[Passage for review]

AI company Anthropic agrees to pay $1.5B to settle lawsuit with authors

MicroWave@lemmy.world · 5 days ago

AI company Anthropic agrees to pay $1.5B to settle lawsuit with authors

FlowVoid@lemmy.world · edit-2 4 days ago

It’s true that a new model can be initialized from an older one, but it will never outperform the older one unless it is given actual training data (not necessarily the same training data used previously).

Kind of like how you can learn ancient history from your grandmother, but you will never know more ancient history than your grandmother unless you do some independent reading.

GissaMittJobb@lemmy.ml · 4 days ago

I think we’re in agreement with each other? The old model has the old training data, and then you train a new one on that model with new training data, right?

FlowVoid@lemmy.world · edit-2 4 days ago

No, the old model does not have the training data. It only has “model weights”. You can conceptualize those as the abstract rules that the old model learned when it read the training data. By design, they are not supposed to memorize their training data.

To outperform the old model, the new model needs more than what the old model learned. It needs primary sources, ie the training data itself. Which is going to be deleted.

[/Passage for review]
[Data shown]

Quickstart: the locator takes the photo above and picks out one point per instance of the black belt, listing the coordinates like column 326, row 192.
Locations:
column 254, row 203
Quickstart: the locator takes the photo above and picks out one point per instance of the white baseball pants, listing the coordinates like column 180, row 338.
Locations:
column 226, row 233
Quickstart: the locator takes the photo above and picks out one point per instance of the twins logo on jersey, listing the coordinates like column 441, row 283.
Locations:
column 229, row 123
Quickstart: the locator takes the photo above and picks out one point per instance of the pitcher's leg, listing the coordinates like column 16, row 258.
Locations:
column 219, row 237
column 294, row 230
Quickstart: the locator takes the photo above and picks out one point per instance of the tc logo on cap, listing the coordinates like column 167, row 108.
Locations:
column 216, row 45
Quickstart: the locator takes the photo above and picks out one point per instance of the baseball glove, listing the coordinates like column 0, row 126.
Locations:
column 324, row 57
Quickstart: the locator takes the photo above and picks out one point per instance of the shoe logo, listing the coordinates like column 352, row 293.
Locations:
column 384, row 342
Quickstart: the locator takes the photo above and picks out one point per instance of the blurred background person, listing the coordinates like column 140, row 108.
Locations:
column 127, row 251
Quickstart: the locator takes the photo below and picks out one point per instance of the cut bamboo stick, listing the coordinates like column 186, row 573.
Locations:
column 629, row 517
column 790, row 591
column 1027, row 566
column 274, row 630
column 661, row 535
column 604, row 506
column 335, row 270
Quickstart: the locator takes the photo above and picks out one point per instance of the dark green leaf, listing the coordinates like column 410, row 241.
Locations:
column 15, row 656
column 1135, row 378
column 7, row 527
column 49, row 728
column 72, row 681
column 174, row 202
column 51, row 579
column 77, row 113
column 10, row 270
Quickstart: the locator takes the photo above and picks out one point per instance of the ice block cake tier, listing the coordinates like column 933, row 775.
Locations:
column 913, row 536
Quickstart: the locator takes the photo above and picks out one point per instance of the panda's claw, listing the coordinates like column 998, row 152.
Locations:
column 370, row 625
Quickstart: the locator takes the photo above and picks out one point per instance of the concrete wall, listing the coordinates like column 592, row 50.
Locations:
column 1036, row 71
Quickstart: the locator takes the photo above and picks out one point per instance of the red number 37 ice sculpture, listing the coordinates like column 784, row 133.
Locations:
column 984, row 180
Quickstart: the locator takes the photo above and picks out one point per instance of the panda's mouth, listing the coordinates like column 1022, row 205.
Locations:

[/Data shown]

Set of tasks:
(1) In the forum thread about the Anthropic settlement, what does FlowVoid say the old model has in place of the training data?
(2) Write the next part of the forum thread about the Anthropic settlement, picking up after its final post.

Answers for each item:
(1) It has only "model weights."

(2)
GissaMittJobb@lemmy.ml · 4 days ago

No, the old model does not have the training data. It only has “model weights”. You can conceptualize those as the abstract rules that the old model learned when it read the training data. By design, they are not supposed to memorize their training data.

I expressed myself poorly, this is what I meant - it has the “essence” of the training data, but of course not the verbatim training data.

To outperform the old model, the new model needs more than what the old model learned. It needs primary sources, ie the training data itself. Which is going to be deleted.

I wonder how valuable in relative terms the old training data is to the process, compared to just the new training data. I can’t answer it, but it would be interesting to know.

FlowVoid@lemmy.world · 4 days ago

A new model needs training data, it doesn’t matter if the data is new or old. But generally, a more advanced model needs more training data, so AI devs generally need at least some new training data.